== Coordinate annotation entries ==
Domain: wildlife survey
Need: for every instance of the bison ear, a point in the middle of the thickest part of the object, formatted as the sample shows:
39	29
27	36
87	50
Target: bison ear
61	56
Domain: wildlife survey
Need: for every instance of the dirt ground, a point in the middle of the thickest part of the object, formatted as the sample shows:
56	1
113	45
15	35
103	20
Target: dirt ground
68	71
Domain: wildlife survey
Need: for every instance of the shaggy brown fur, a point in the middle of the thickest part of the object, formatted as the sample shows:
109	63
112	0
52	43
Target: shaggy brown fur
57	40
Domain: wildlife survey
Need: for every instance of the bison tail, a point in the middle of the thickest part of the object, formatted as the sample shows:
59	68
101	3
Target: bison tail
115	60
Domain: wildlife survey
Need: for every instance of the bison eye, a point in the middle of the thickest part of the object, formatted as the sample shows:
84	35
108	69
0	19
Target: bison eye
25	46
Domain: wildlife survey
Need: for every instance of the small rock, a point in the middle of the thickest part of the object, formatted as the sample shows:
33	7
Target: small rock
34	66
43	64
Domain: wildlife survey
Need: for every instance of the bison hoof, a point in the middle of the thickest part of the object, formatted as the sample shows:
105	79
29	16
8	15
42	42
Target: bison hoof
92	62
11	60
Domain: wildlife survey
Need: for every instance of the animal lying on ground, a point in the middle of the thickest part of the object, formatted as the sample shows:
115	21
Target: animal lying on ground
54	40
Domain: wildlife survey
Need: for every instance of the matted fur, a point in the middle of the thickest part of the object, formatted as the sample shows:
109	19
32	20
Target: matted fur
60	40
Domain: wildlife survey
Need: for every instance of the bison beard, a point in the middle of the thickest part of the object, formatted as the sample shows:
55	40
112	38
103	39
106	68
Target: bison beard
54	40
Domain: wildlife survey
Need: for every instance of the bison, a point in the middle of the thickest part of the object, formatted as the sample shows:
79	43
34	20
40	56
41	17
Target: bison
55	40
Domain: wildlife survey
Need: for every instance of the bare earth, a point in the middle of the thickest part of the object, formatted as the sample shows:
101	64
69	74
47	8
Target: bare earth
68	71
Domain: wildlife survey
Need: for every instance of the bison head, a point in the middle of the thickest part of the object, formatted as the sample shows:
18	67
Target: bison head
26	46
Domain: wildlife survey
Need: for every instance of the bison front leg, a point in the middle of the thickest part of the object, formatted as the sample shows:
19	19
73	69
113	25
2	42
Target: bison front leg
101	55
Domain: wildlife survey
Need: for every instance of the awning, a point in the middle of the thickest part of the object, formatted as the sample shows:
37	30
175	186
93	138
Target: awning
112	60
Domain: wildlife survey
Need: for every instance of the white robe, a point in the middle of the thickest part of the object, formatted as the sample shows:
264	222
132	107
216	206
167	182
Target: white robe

== Exercise ==
Return the listing above word for word.

== Answer to the problem ==
Domain: wildlife survey
Need: for every instance of the bison ear, a point in the middle of the thickest part of the object, formatted as the sample shows:
39	29
27	36
87	50
Target: bison ear
61	56
Domain: wildlife survey
Need: for every instance of the dirt ground, a point in the middle of the thickest part of the object, formatted as the sample shows:
56	1
113	45
15	35
103	20
Target: dirt ground
68	71
Domain: wildlife survey
Need: for every instance of the shaggy brown fur, a point in the middle of the thickest part of the object, formatted as the sample shows:
109	63
112	0
52	43
Target: shaggy brown fur
57	40
Domain: wildlife survey
Need: for every instance of the bison tail, a point in the middle of the thickest part of the object, formatted as the sample shows:
59	68
101	3
Target: bison tail
115	60
Domain: wildlife survey
Need: for every instance of the bison eye, a point in the middle of the thickest part of the object, formatted as the sample shows:
84	35
108	69
0	19
Target: bison eye
25	46
Domain: wildlife survey
Need: for every instance of the small rock, a point in the middle of the thickest part of the object, formatted as the sample shows:
33	7
Target: small rock
34	66
43	64
Domain: wildlife survey
Need: for every instance of the bison hoof, a point in the middle of the thickest part of the object, formatted as the sample shows:
105	79
29	16
8	15
42	42
Target: bison hoof
92	62
11	60
Domain: wildlife survey
Need: for every instance of the animal lying on ground, a point in the middle of the thickest part of the object, formatted as the sample shows:
115	21
Target: animal lying on ground
54	40
Domain: wildlife survey
Need: for every instance of the matted fur, a point in the middle of the thickest part of the object, formatted as the sample shows:
109	19
32	20
Target: matted fur
60	40
Domain: wildlife survey
Need: for every instance of the bison beard, a point in the middle of the thickest part of the object, formatted as the sample shows:
55	40
112	38
103	39
106	68
Target: bison beard
54	40
Domain: wildlife survey
Need: for every instance of the bison, a point in the middle of the thickest part of the object, formatted as the sample shows:
79	43
34	20
40	56
41	17
Target: bison
55	40
Domain: wildlife survey
Need: for every instance of the bare earth, a point in the middle of the thickest part of the object, formatted as the sample shows:
101	64
69	74
47	8
Target: bare earth
68	71
Domain: wildlife survey
Need: for every instance of the bison head, a point in the middle of the thickest part of the object, formatted as the sample shows:
18	67
Target: bison head
26	46
Domain: wildlife survey
Need: for every instance of the bison front leg, a point in the middle of the thickest part of the object, formatted as the sample shows:
19	19
73	69
113	25
2	42
Target: bison front leg
101	55
Domain: wildlife survey
Need: for every instance of the awning, a point in the middle of the thickest part of the object, formatted as the sample shows:
37	30
175	186
93	138
Target: awning
112	60
Domain: wildlife survey
Need: for every instance of the white robe, a point in the middle of the thickest part of the object, formatted as the sample shows:
264	222
132	107
216	206
167	182
Target: white robe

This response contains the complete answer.